### [Goal of the exercise]
For every record below, write out an exact copy.

### [Dataset extract]
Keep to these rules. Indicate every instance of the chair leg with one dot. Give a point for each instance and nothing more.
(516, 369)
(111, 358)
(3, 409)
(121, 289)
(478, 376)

### [Answer space]
Keep to these rules. Indicate every instance of the chair leg with one dot. Give a point for each instance and nothing more.
(516, 369)
(111, 358)
(3, 409)
(121, 289)
(478, 376)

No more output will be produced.